§ EXTRACT TO READ
+ + + + + + +

The senior question: when does Adam fail?
Three failure modes that distinguish senior candidates:
- Adam can fail to converge on convex problems. Reddi et al. (2018, "On the Convergence of Adam") gave a 1D counterexample: a periodically large gradient is downweighted in v̂ over time, so Adam keeps stepping in the wrong direction. Fix: AMSGrad (use max(v̂_t, v̂_{t-1})). Almost never used in practice — the failure is rare in deep learning.
- Adam memorises through Adam's preconditioner. On small datasets, Adam's per-parameter LR scaling can drive it to overfit specifically along the directions where the loss landscape is anisotropic. SGD's uniform step is empirically a better regulariser; this is why SGD+momentum sometimes generalises better despite slower training (Wilson et al. 2017, "The marginal value of adaptive gradient methods").
- Adam couples to batch size in a way SGD doesn't. Doubling the batch should ~halve the gradient noise. Adam's v̂ auto-adjusts, so the LR scale doesn't change. SGD doesn't, so you need to double LR (linear scaling). This is why hyperparameter sensitivity profiles look so different.
Interview prompts you should be ready for
- "Why is Adam's LR ~3e-4 for transformers but SGD's is 0.1 for ResNets?" (Adam's update is approximately η · sign(g) in magnitude; SGD's is η · g. For typical gradient magnitudes |g| ~ 1e-2, you want similar step size, so Adam's η is smaller by exactly that factor of |g|.)
- "Walk me through the memory cost of training a 13B model in bf16 + AdamW." (Params bf16: 26 GB. Grads bf16: 26 GB. Adam m,v (each fp32): 52 + 52 = 104 GB. fp32 master copy of weights: 52 GB. Total: ~208 GB just for state, before activations. Doesn't fit on H100 80GB — need ZeRO/FSDP. With ZeRO-2 across 8 ranks (shards optimizer state + grads): per-rank state ≈ (26 params unsharded) + (26/8 grads) + (156/8 opt) ≈ 49 GB → fits.)

+ + + + + + +

§ EXERCISE INSTRUCTIONS
A - Answer these from the notes on Adam:
(i) What fix is given for Adam failing to converge on convex problems?
(ii) When the batch size is doubled, what must be done to SGD's learning rate?
(iii) What total memory for state, before activations, do the notes give for training a 13B model in bf16 + AdamW?
B - In the notes on Adam, copy out everything from "Interview prompts you" down to "factor of |g|.)", word for word.

§ THE DATA
+ + + + + + +

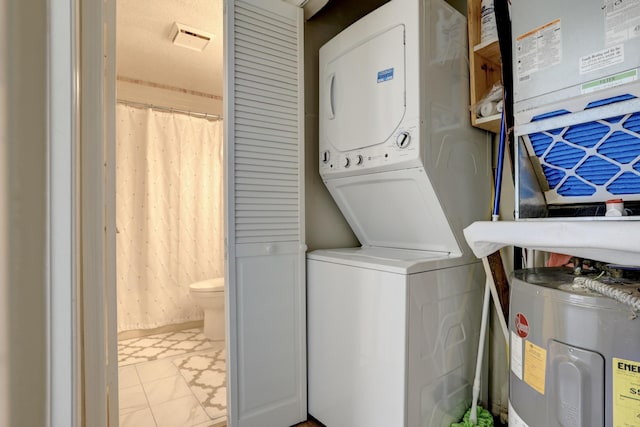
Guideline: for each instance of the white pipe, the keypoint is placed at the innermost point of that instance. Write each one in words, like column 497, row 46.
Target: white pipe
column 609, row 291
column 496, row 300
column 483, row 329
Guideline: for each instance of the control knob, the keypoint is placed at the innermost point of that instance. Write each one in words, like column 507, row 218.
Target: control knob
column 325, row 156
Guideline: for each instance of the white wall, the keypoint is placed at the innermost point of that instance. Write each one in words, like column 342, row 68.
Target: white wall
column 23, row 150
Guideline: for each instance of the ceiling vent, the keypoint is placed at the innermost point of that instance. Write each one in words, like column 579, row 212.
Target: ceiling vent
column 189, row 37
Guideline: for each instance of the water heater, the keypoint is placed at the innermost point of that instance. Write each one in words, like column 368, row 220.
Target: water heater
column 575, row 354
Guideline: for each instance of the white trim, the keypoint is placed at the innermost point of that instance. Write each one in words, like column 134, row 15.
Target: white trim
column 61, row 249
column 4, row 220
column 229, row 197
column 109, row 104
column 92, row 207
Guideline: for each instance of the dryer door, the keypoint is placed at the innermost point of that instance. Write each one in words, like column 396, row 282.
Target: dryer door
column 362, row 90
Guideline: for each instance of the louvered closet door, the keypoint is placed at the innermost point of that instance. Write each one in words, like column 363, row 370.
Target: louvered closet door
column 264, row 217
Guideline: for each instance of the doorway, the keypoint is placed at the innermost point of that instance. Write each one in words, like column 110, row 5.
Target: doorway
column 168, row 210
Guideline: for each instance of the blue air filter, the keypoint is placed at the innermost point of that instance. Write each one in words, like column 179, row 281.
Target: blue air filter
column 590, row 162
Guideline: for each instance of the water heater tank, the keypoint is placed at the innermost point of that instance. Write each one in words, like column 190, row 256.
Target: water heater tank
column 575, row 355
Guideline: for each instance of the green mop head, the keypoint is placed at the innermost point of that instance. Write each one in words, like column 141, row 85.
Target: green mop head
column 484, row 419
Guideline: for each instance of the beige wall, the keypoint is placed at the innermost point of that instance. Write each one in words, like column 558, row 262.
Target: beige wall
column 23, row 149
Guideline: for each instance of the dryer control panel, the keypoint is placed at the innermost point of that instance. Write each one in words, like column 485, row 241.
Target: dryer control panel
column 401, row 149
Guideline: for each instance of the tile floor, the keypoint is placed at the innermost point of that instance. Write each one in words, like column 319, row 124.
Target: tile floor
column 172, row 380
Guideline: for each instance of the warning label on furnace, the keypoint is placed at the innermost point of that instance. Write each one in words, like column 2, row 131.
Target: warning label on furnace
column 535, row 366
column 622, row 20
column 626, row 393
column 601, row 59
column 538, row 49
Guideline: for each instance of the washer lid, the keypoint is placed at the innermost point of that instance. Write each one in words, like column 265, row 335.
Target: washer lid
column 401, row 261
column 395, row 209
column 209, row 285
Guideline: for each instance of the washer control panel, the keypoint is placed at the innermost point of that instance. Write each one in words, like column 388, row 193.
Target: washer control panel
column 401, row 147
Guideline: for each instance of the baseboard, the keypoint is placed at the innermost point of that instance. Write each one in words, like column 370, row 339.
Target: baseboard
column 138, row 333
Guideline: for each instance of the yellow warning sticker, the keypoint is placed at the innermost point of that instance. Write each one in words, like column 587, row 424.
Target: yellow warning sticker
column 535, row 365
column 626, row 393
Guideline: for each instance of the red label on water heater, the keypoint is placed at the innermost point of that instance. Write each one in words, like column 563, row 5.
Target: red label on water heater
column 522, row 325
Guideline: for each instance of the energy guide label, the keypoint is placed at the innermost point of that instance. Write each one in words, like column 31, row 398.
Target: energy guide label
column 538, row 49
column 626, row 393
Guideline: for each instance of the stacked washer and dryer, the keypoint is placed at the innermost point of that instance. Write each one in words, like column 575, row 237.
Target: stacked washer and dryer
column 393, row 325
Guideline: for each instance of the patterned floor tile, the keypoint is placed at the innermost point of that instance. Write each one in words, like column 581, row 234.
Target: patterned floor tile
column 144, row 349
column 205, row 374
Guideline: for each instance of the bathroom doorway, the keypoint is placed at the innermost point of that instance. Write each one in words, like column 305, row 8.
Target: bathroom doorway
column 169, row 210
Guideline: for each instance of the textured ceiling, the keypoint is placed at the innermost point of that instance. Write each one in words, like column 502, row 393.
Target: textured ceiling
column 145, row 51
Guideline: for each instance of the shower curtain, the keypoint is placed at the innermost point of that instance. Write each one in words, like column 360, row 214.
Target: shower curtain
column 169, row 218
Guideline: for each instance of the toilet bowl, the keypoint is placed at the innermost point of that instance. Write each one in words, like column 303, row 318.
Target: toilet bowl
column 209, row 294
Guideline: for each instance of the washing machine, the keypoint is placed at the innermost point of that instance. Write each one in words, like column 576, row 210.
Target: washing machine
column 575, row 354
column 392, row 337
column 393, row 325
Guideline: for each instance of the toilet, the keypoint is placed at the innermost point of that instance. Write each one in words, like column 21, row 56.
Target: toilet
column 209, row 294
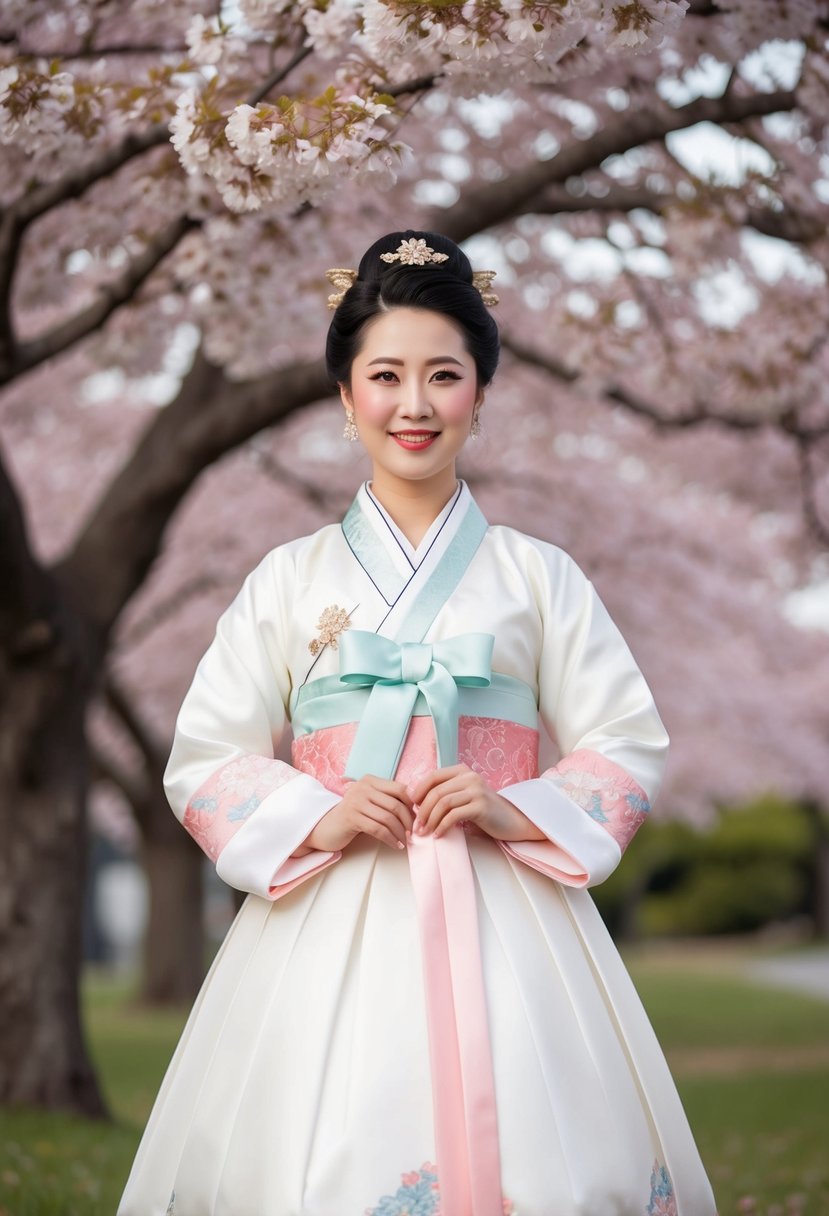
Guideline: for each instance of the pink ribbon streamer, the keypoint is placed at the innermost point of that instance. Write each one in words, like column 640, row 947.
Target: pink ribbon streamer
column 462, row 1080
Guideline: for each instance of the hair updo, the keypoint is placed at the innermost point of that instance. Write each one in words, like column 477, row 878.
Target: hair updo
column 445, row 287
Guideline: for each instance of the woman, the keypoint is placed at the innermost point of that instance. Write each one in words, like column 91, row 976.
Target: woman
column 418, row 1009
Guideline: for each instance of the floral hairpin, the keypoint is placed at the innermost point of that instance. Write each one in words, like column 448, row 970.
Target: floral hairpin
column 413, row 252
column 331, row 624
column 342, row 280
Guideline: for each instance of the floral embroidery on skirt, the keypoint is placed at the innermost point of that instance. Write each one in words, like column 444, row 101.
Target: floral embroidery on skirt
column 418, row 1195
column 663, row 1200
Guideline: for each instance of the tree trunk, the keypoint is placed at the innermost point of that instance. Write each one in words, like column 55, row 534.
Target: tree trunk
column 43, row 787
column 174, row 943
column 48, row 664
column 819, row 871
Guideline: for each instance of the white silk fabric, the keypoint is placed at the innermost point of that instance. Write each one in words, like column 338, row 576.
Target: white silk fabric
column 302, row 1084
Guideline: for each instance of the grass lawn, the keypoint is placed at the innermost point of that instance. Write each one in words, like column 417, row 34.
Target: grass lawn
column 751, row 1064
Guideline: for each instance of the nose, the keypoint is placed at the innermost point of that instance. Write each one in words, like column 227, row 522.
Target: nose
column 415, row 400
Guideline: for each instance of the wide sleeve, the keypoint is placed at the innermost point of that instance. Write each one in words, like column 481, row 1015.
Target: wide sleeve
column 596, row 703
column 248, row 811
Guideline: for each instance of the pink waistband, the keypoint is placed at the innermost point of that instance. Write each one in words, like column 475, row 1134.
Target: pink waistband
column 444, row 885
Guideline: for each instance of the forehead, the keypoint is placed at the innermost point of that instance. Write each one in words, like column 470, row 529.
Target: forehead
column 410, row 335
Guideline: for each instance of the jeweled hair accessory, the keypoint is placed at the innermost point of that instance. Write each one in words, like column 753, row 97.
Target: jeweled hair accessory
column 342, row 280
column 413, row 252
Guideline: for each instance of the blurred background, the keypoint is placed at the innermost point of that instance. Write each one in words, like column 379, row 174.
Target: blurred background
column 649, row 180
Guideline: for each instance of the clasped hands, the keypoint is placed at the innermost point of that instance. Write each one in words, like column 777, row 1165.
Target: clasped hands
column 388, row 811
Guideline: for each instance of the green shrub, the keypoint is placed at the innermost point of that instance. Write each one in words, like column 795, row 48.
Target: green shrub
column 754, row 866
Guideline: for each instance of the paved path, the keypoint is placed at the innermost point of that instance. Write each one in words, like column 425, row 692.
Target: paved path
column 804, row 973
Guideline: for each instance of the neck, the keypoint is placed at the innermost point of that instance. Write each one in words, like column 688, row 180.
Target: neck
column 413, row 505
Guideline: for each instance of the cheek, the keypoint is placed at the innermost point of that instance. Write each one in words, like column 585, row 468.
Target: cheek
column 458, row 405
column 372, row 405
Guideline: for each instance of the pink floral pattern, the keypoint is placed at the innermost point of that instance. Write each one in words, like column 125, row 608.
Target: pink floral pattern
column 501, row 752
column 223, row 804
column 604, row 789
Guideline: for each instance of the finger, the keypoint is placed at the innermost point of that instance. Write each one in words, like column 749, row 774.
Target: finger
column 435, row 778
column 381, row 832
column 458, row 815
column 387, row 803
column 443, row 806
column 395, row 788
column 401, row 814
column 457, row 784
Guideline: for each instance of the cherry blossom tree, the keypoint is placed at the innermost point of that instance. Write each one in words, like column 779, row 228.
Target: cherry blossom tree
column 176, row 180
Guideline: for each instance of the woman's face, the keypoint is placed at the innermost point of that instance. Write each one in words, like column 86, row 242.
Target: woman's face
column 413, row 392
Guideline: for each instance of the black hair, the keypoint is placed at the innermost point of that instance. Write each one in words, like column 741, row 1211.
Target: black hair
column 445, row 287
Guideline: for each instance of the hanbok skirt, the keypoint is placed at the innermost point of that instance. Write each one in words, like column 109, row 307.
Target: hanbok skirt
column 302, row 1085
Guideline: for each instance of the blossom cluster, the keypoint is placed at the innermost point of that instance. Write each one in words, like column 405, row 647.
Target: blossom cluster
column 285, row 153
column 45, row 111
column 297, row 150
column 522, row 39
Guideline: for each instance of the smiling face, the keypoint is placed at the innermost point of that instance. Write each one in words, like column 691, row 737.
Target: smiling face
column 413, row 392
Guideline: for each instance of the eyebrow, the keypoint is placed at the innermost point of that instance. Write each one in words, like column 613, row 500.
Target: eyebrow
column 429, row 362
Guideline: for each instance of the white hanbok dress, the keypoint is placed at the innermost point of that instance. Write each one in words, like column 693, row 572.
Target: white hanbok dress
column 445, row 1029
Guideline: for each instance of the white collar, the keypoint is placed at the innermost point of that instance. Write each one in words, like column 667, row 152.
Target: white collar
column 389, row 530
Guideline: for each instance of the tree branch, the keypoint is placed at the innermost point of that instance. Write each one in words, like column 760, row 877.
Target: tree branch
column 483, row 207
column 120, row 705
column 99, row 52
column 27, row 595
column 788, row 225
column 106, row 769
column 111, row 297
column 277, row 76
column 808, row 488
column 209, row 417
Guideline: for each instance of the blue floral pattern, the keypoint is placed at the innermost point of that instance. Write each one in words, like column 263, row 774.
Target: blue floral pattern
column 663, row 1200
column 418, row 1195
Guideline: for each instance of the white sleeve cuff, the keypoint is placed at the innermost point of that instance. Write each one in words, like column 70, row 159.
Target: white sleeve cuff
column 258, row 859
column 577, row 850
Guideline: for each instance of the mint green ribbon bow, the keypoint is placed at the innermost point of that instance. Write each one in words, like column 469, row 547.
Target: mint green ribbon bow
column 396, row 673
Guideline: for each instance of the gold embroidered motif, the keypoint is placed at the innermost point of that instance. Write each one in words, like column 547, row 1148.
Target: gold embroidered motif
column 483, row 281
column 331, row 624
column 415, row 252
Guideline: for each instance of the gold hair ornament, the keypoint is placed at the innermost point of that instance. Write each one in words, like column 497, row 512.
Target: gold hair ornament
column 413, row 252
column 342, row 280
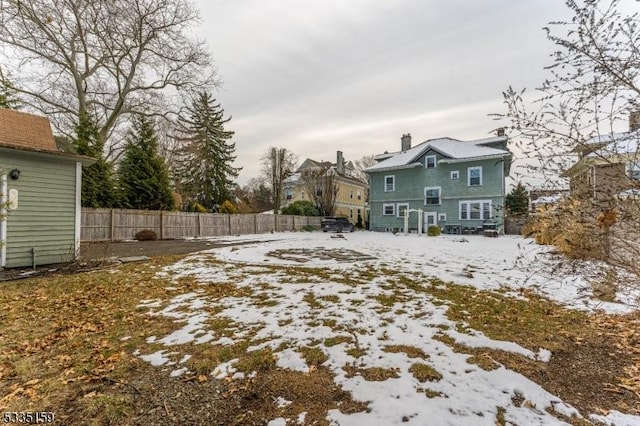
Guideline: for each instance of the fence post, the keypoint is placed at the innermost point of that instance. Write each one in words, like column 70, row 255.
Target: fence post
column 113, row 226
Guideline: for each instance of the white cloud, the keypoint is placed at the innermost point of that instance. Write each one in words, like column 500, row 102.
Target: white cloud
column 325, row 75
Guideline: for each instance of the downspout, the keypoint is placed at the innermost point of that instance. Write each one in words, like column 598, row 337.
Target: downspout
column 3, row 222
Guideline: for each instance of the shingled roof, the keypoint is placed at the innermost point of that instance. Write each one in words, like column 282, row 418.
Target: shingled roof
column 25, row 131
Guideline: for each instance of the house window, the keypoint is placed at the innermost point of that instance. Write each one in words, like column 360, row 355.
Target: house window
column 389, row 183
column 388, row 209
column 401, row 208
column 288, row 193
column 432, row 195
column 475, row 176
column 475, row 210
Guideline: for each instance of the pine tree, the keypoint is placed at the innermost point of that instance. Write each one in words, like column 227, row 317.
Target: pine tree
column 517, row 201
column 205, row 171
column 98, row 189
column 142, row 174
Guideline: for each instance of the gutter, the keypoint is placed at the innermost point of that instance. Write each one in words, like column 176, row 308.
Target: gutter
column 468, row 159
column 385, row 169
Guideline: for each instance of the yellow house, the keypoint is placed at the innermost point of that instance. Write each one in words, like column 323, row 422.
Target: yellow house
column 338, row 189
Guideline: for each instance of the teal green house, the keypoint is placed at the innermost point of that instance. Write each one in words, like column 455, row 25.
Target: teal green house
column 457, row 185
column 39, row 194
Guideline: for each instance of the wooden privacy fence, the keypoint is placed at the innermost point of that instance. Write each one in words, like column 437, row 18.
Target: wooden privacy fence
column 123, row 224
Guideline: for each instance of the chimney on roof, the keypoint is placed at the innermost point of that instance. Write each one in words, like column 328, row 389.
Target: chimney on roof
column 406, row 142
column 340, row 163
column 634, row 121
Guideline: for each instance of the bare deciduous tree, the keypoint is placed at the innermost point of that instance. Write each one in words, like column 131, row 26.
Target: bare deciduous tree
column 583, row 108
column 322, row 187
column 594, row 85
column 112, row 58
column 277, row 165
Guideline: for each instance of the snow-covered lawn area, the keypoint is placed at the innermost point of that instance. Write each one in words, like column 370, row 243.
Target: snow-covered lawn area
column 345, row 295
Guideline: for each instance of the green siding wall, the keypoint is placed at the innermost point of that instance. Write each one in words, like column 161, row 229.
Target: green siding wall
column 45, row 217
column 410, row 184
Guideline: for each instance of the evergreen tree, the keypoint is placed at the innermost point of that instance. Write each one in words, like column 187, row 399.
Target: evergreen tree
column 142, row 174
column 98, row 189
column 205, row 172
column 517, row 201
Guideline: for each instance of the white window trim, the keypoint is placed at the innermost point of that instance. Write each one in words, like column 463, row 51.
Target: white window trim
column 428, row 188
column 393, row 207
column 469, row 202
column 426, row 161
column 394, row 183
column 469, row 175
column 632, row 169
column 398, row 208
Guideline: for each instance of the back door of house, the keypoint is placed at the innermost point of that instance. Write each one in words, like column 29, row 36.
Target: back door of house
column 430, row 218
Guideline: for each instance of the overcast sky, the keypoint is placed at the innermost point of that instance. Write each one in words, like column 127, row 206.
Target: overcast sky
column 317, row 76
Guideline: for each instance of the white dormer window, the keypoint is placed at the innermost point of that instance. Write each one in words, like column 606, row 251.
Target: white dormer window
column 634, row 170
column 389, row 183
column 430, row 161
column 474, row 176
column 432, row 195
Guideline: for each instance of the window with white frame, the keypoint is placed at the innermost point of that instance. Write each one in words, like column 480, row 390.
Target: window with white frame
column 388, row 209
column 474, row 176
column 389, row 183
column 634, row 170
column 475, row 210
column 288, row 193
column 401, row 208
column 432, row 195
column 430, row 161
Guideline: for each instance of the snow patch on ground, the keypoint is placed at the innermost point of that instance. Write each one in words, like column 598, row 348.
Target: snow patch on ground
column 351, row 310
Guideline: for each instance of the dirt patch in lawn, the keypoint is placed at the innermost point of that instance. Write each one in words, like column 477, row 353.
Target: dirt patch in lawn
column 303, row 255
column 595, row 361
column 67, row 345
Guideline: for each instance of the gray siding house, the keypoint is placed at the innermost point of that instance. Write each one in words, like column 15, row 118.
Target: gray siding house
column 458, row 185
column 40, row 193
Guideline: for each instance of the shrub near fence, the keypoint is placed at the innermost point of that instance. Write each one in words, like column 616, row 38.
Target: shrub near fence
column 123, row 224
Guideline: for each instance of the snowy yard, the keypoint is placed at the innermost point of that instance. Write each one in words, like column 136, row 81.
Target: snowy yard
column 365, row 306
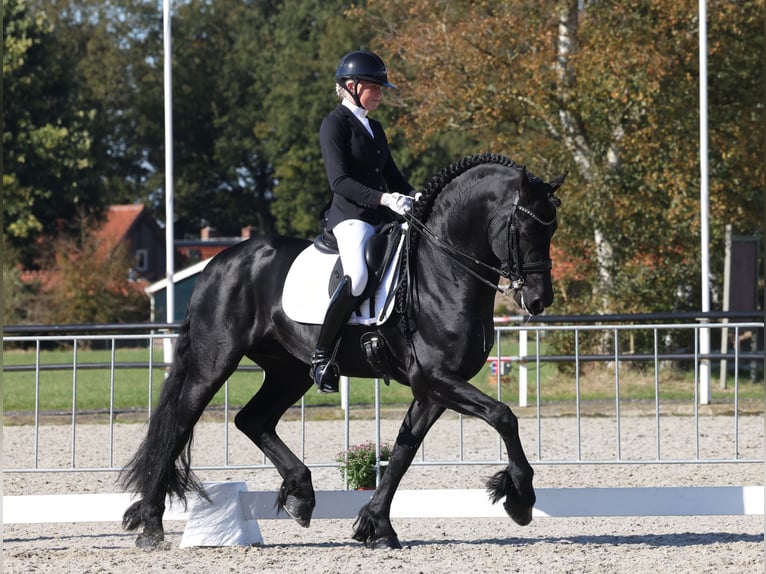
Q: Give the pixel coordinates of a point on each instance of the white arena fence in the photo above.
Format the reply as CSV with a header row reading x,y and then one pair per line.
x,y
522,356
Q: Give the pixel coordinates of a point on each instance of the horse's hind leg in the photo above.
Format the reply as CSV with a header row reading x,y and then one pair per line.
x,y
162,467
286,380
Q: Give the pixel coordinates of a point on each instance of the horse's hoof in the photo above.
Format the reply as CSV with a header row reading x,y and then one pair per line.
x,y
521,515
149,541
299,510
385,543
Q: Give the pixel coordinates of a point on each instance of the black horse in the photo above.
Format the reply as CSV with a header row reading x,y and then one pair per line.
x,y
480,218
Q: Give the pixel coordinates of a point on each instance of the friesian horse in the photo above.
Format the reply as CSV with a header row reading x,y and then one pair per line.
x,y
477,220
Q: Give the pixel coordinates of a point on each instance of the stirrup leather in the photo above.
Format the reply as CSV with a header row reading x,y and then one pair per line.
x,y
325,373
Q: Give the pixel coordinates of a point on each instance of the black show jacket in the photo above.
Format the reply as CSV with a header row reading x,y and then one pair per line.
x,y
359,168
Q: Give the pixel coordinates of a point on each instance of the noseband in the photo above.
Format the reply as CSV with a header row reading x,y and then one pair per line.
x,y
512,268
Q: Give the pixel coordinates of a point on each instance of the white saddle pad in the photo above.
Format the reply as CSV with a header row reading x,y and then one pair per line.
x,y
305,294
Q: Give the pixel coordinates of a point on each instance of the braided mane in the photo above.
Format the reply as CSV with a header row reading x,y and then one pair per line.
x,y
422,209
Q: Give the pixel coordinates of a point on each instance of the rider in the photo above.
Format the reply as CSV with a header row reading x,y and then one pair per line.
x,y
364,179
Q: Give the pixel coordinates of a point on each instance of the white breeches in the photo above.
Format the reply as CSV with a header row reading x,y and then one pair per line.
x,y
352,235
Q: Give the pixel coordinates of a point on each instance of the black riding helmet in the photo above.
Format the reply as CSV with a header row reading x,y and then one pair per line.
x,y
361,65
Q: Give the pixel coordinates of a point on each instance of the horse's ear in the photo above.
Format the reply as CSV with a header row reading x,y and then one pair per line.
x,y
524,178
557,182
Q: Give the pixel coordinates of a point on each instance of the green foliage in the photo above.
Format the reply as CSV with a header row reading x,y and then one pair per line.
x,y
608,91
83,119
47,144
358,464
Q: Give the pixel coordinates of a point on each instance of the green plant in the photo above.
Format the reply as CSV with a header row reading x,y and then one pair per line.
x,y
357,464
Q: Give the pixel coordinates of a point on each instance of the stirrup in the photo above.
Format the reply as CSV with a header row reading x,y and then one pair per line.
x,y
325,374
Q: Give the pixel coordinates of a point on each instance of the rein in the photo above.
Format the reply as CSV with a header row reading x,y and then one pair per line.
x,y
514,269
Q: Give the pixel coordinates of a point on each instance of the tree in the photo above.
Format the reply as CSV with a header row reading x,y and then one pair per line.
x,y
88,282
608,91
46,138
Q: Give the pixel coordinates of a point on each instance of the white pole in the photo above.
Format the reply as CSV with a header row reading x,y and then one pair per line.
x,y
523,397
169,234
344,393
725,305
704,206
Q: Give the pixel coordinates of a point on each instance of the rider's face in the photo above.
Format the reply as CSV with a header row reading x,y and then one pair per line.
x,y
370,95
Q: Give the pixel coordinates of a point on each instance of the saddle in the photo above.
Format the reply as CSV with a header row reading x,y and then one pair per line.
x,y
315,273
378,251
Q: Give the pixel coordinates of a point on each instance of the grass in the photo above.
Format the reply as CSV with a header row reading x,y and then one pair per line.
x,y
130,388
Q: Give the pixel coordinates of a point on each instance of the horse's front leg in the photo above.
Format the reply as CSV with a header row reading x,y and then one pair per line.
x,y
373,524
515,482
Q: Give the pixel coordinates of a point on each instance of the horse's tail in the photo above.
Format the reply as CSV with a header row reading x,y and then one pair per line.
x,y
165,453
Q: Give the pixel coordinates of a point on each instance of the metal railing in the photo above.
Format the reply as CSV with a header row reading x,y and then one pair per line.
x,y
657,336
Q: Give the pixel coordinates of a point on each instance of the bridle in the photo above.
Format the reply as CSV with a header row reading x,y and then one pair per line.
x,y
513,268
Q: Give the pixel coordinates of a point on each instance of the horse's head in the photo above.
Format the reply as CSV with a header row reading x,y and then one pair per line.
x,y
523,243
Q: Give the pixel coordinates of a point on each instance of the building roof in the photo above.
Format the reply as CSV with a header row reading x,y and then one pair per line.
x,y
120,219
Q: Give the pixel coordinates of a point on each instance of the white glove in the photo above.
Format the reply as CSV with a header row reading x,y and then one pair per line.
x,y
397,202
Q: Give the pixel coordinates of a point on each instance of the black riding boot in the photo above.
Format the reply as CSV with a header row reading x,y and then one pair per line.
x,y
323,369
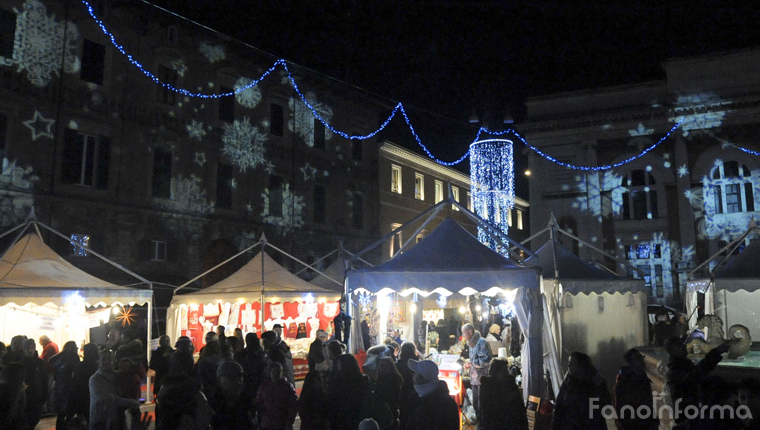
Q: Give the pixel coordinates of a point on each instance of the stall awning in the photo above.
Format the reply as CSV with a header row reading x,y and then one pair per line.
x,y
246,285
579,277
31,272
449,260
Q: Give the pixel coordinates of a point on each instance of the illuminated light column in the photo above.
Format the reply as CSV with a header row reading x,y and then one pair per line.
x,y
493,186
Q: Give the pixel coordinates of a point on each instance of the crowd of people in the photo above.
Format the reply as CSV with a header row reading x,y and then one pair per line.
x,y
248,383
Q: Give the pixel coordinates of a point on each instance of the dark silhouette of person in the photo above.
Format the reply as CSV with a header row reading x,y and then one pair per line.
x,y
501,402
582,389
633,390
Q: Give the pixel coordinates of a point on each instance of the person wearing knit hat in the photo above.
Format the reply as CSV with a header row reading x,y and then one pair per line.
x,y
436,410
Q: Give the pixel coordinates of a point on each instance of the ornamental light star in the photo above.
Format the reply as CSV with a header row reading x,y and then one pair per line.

+ + + + + + +

§ WRITTEN ANSWERS
A -
(i) AMSGrad, which uses max(v̂_t, v̂_{t-1}).
(ii) It must be doubled (linear scaling).
(iii) About 208 GB.

B -
Interview prompts you should be ready for
- "Why is Adam's LR ~3e-4 for transformers but SGD's is 0.1 for ResNets?" (Adam's update is approximately η · sign(g) in magnitude; SGD's is η · g. For typical gradient magnitudes |g| ~ 1e-2, you want similar step size, so Adam's η is smaller by exactly that factor of |g|.)